═════ Document section ═════

Another explanation for the lax methodology decried by the report is alluded to in the quoted passage: perhaps psychology researchers let the strength of their own intuitions about what they were going to see in their research results drive their methodology. Perhaps they unconsciously drifted away from methodological rigor and toward cherry-picking and misuse of statistics and the like because they knew in their hearts what the “right” answer would be. Given this kind of conviction, of course they would reject methods that didn’t yield the “right” answer in favor of those that did.

Here, too, the explanation does not provide an excuse. The scientist’s brief is not to take strong intuitions as true, but to look for evidence — especially evidence that could demonstrate that the intuitions are wrong. A good scientist should be on the alert for instances where she is being fooled by her intuitions. Rigorous methodology is one of the tools at her disposal to avoid being fooled. Organized skepticism from her fellow scientists is another.

From here, the explanations drift into waters where the researchers are even more culpable for their sloppiness. If you understand how to test hypotheses properly, and if you’re alert enough to the seductive power of your intuitions, it seems like the other reason you might engage in “sloppy science” is to make your results look less ambiguous, more certain, more persuasive than they really are, either to your fellow scientists or to others (administrators evaluating your tenure or promotion case? the public?). Knowingly providing a misleading picture of how good your results are is lying. It may be a lie of a smaller magnitude than Diederik Stapel’s full-scale fabrications, but it’s still dishonest.

And of course, there are plenty of reasons scientists (like other human beings) might try to rationalize a little lie as being not that bad. Maybe you really needed more persuasive preliminary data than you got to land the grant without which you won’t be able to support graduate students. Maybe you needed to make your conclusions look stronger to satisfy the notoriously difficult peer reviewers at the journal to which you submitted your manuscript. Maybe you are on the verge of getting credit for a paradigm-shaking insight in your field (if only you can put up the empirical results to support it), or of beating a competing research group to the finish line for an important discovery (if only you can persuade your peers that the results you have establish that discovery).

But maybe all these excuses prioritize scientific scorekeeping to the detriment of scientific knowledge-building.

Science is supposed to be an activity aimed at building a reliable body of knowledge about the world. You can’t reconcile this with lying, whether to yourself or to your fellow scientists. This means that scientists who are committed to the task must refrain from the little lies, and that they must take serious conscious steps to ensure that they don’t lie to themselves. Anything else runs the risk of derailing the whole project.

C.K. Gunsalus on responsible — and prudent — whistleblowing.

In my last post, I considered why, despite good reasons to believe that social psychologist Diederik Stapel’s purported results were too good to be true, the scientific colleagues and students who were suspicious of his work were reluctant to pursue these suspicions. Questioning the integrity of a member of your professional community is hard, and blowing the whistle on misconduct and misbehavior can be downright dangerous.

═════

◆ **What you need to do**
Resume the essay above on scientific dishonesty and whistleblowing, picking up right after the sentence that ends "can be downright dangerous."

═════ Data lines ═════

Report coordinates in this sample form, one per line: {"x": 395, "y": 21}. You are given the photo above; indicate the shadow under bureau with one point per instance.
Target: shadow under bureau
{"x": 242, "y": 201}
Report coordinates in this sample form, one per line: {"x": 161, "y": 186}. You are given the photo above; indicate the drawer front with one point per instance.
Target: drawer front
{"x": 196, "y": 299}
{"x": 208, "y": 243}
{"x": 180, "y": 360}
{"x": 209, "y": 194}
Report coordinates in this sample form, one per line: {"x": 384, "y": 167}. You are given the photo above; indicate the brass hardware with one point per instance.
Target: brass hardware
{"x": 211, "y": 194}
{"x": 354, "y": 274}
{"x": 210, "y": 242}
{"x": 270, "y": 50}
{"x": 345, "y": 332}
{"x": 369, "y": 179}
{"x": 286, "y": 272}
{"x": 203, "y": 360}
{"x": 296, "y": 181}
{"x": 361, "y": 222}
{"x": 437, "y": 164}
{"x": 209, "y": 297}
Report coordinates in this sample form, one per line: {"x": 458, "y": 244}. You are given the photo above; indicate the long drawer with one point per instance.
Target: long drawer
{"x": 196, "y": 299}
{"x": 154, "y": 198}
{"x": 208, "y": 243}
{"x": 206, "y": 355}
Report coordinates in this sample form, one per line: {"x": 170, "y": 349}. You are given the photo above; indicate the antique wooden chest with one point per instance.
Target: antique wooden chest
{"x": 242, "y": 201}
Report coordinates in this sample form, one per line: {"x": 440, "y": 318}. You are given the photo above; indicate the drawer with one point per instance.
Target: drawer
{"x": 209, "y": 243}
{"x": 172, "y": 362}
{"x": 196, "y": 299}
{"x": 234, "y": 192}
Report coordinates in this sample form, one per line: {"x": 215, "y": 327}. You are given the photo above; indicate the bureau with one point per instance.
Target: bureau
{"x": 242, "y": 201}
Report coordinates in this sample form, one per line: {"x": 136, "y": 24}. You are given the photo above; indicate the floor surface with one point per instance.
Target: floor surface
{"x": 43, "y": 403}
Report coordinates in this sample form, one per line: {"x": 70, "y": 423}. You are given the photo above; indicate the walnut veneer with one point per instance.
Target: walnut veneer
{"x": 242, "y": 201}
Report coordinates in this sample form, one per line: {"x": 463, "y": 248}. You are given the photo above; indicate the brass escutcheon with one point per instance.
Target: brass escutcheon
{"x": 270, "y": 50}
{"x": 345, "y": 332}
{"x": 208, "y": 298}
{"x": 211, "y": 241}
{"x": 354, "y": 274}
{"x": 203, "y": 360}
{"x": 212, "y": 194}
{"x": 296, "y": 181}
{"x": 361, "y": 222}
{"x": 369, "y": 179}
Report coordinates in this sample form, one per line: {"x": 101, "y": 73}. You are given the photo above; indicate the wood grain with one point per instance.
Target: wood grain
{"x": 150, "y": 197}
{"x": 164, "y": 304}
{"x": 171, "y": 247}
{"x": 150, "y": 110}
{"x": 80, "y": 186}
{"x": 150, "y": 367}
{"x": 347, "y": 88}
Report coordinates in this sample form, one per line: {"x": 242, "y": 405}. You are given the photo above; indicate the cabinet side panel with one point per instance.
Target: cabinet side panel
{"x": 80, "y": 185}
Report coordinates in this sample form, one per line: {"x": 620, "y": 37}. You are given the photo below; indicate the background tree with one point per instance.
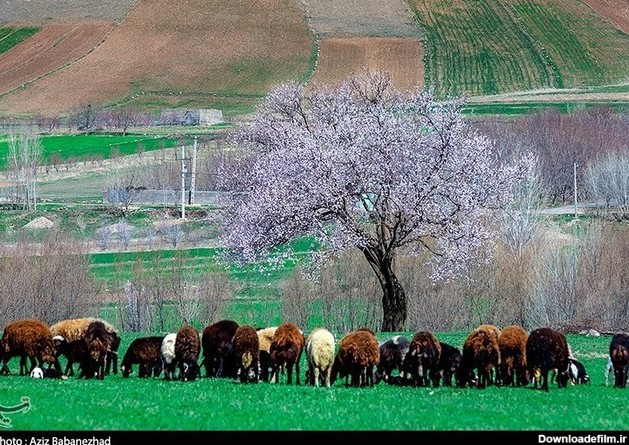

═════

◆ **Solved exercise**
In her excellent article “How to Blow the Whistle and Still Have a Career Afterwards”, C. K. Gunsalus describes some of the challenges that come from less than warm community attitudes towards members who point out wrongdoing:

[Whistleblowers pay a high price] due to our visceral cultural dislike of tattletales. While in theory we believe the wrong-doing should be reported, our feelings about practice are more ambivalent. …

Perhaps some of this ambivalence is rooted in fear of becoming oneself the target of maliciously motivated false charges filed by a disgruntled student or former colleague. While this concern is probably overblown, it seems not far from the surface in many discussions of scientific integrity. (p. 52)

I suspect that much of this is a matter of empathy — or, more precisely, of who it is within our professional community with whom we empathize. Maybe we have an easier time empathizing with the folks who seem to be trying to get along, rather than those who seem to be looking for trouble. Or maybe we have more empathy for our colleagues, with whom we share experiences and responsibilities and the expectation of longterm durable bonds, than we have for our students.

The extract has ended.